__Supplied records__:

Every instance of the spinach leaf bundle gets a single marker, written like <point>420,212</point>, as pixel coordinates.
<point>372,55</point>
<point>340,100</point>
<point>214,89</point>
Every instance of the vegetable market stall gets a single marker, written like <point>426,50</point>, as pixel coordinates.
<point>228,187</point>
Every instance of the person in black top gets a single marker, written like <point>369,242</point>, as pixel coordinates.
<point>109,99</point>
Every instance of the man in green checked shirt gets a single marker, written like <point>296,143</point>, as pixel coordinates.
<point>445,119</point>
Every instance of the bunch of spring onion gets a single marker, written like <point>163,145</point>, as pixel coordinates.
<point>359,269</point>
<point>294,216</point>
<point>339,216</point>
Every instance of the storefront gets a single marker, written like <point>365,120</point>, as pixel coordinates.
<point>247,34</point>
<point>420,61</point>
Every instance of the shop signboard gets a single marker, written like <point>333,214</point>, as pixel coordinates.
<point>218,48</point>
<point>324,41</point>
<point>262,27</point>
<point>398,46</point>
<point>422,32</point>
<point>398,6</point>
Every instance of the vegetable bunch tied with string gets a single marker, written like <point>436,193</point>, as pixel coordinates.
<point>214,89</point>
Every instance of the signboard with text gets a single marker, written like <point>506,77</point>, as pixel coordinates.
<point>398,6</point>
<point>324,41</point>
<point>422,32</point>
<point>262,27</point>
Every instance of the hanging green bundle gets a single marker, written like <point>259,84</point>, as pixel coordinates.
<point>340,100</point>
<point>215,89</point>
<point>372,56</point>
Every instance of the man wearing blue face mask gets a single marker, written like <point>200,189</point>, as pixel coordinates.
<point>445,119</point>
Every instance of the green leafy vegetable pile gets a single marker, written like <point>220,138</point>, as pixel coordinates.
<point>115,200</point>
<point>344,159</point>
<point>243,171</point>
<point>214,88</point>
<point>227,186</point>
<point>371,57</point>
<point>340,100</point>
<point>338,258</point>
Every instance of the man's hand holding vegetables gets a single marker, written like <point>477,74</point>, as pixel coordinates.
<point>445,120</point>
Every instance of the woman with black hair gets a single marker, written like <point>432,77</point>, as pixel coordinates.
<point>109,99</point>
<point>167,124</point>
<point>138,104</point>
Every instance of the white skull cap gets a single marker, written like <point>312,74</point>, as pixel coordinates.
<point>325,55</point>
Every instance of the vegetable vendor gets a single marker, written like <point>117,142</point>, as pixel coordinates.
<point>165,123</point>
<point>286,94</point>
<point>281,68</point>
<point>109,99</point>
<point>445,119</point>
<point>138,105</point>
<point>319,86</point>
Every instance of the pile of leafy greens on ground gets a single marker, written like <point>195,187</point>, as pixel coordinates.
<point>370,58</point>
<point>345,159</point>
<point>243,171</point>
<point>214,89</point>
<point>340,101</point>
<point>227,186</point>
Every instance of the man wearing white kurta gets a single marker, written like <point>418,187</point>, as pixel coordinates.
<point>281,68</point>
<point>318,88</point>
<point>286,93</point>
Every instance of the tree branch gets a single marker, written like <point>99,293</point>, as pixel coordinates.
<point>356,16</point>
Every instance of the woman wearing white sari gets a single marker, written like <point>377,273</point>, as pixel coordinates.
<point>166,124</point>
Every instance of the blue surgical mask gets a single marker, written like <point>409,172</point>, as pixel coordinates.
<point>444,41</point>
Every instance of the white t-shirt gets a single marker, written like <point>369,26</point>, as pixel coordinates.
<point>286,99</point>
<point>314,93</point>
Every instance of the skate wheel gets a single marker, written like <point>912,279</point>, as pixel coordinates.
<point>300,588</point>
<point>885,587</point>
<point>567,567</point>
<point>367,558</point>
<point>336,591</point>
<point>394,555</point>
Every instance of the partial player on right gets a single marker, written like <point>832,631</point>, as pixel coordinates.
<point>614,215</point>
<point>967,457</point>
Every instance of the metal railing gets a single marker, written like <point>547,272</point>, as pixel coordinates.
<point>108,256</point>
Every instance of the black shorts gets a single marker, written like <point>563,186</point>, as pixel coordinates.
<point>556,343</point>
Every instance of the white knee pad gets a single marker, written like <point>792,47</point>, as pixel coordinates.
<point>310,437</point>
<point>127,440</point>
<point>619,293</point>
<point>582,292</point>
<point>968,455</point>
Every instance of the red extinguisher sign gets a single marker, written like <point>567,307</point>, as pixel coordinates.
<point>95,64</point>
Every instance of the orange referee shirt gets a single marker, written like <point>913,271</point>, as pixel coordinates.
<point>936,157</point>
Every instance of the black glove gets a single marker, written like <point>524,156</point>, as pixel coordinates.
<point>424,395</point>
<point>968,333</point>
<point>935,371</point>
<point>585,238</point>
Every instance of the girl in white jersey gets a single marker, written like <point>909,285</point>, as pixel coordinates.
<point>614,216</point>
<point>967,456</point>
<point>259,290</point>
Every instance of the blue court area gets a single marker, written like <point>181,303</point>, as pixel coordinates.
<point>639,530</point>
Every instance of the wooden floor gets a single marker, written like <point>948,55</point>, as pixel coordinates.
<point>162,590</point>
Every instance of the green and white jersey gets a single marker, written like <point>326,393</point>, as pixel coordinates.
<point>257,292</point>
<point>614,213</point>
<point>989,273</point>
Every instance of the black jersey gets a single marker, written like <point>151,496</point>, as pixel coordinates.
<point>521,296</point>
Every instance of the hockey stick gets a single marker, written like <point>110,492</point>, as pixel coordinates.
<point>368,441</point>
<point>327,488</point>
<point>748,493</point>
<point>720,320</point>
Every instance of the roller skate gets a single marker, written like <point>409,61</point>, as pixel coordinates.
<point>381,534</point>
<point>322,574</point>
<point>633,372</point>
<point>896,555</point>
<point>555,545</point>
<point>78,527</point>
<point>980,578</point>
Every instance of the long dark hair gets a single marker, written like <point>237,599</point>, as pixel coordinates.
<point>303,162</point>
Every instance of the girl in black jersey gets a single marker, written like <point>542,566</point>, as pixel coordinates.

__Task to carry out__:
Please reproduce the data as it was given, with every line exact.

__Task output__:
Every instance of the spinach leaf bundle gets a single marker, written like <point>420,212</point>, as pixel coordinates.
<point>372,55</point>
<point>340,100</point>
<point>214,89</point>
Every instance of the vegetable market stall gets a single marker, written like <point>426,50</point>, as pixel coordinates.
<point>228,187</point>
Every instance of the person in black top gets a single marker, written like <point>369,242</point>, as pixel coordinates.
<point>109,99</point>
Every instance of the man in green checked shirt gets a single marker, written like <point>296,143</point>, as pixel coordinates.
<point>445,119</point>
Every instance of the bunch of spring onion gets a single marker, written like <point>163,145</point>, as pixel coordinates.
<point>359,269</point>
<point>294,216</point>
<point>339,216</point>
Every instance of the storefront gets a single marker, written like <point>365,120</point>, as pixel coordinates.
<point>247,34</point>
<point>420,61</point>
Every instance of the shop signboard gets a single marker, written like <point>333,214</point>, as pixel coordinates.
<point>218,48</point>
<point>324,41</point>
<point>262,27</point>
<point>398,46</point>
<point>422,32</point>
<point>398,6</point>
Every instance of the vegetable bunch tied with string gets a single marker, written like <point>436,193</point>, as pixel coordinates.
<point>214,89</point>
Every instance of the signboard with text gets a single marker, written like <point>506,77</point>, as pixel coordinates.
<point>398,6</point>
<point>324,41</point>
<point>422,32</point>
<point>262,27</point>
Every instance of the hanging green bundle gets a single marker, written like <point>259,84</point>, as pixel coordinates.
<point>340,100</point>
<point>215,89</point>
<point>372,56</point>
Every instance of the man wearing blue face mask gets a single marker, written like <point>200,189</point>, as pixel coordinates.
<point>445,119</point>
Every instance of the green leafy vegetable pile gets a single marker, written like <point>220,138</point>, as pixel coordinates.
<point>115,200</point>
<point>344,159</point>
<point>243,171</point>
<point>214,88</point>
<point>227,186</point>
<point>371,57</point>
<point>340,100</point>
<point>338,258</point>
Every instance of the man's hand holding vegetables gets a single marker, written like <point>477,74</point>, as pixel coordinates.
<point>445,120</point>
Every instance of the woman with black hair gets a single marker, written like <point>432,77</point>, as pixel coordinates.
<point>109,99</point>
<point>167,124</point>
<point>138,104</point>
Every instance of the white skull cap gets a single marker, written like <point>312,74</point>, as pixel coordinates.
<point>325,55</point>
Every instance of the vegetable vendor gets a single marker, written like <point>117,142</point>, as pixel coordinates.
<point>165,123</point>
<point>286,94</point>
<point>281,68</point>
<point>109,99</point>
<point>445,119</point>
<point>138,105</point>
<point>319,86</point>
Every instance of the pile of leafy greens on ground gets a single marker, written like <point>195,187</point>, as pixel coordinates.
<point>370,58</point>
<point>345,159</point>
<point>243,171</point>
<point>214,89</point>
<point>340,101</point>
<point>227,186</point>
Every instance of the man wearing white kurta gets a single marker, written like <point>418,187</point>, as pixel coordinates.
<point>281,68</point>
<point>318,88</point>
<point>286,93</point>
Every instance of the tree branch gets a single marker, written like <point>99,293</point>, as pixel coordinates.
<point>356,16</point>
Every instance of the woman wearing white sari gets a single marker, written like <point>377,273</point>, as pixel coordinates.
<point>166,124</point>
Every instance of the blue surgical mask gets a single marker, written like <point>409,172</point>, as pixel coordinates.
<point>444,41</point>
Every instance of the white t-shirt gets a single marker, written like <point>369,26</point>, as pixel coordinates.
<point>286,99</point>
<point>314,93</point>
Every instance of the skate wheel gets a single marker, written like <point>912,279</point>, as pixel coordinates.
<point>300,588</point>
<point>885,587</point>
<point>567,567</point>
<point>367,558</point>
<point>336,591</point>
<point>394,555</point>
Every instance of the partial player on right gets a single marker, written like <point>832,631</point>, as pixel coordinates.
<point>614,215</point>
<point>967,457</point>
Every instance of the metal railing gets a single marker, written like <point>547,272</point>, as pixel coordinates.
<point>108,256</point>
Every instance of the black shorts gets a single marker, written like <point>563,186</point>, as pixel coordinates.
<point>556,343</point>
Every instance of the white knee pad gets a single marker, written like <point>792,47</point>, as pixel coordinates.
<point>310,437</point>
<point>127,440</point>
<point>619,293</point>
<point>582,292</point>
<point>968,455</point>
Every instance of the red extinguisher sign gets a single marker, written like <point>567,307</point>, as pixel coordinates.
<point>95,64</point>
Every instance of the orange referee shirt gets a single marker, written like <point>913,271</point>, as pixel coordinates.
<point>936,157</point>
Every instance of the black glove gets a single marker, written like <point>524,156</point>, as pixel coordinates.
<point>424,395</point>
<point>968,333</point>
<point>935,371</point>
<point>585,238</point>
Every instance of the girl in white jersey gets a single marker, written like <point>909,285</point>, as pixel coordinates.
<point>614,216</point>
<point>967,456</point>
<point>259,290</point>
Every instance of the blue court area gets a single marker, written like <point>181,303</point>, as pixel coordinates.
<point>639,530</point>
Every instance of the wooden floor gets a single marker, written like <point>948,55</point>, as pixel coordinates.
<point>162,590</point>
Every instance of the green and white jersey gets a single marker, written like <point>326,393</point>, as pixel coordinates.
<point>257,292</point>
<point>614,213</point>
<point>989,273</point>
Every instance of the black jersey gets a single marker, written like <point>151,496</point>, as pixel coordinates.
<point>521,296</point>
Every instance of the hockey stick gets a single marker, written like <point>110,492</point>, as pixel coordinates.
<point>368,441</point>
<point>327,488</point>
<point>748,493</point>
<point>720,320</point>
Every instance of the roller skate gets a single marker, written like <point>409,61</point>, as pixel coordinates.
<point>381,534</point>
<point>322,574</point>
<point>633,372</point>
<point>896,555</point>
<point>555,545</point>
<point>78,527</point>
<point>980,578</point>
Every instance of the long dark hair gets a single marker, written like <point>237,599</point>, as pixel coordinates.
<point>303,162</point>
Every instance of the girl in black jersey gets a single marker, written like <point>542,566</point>, as pixel coordinates.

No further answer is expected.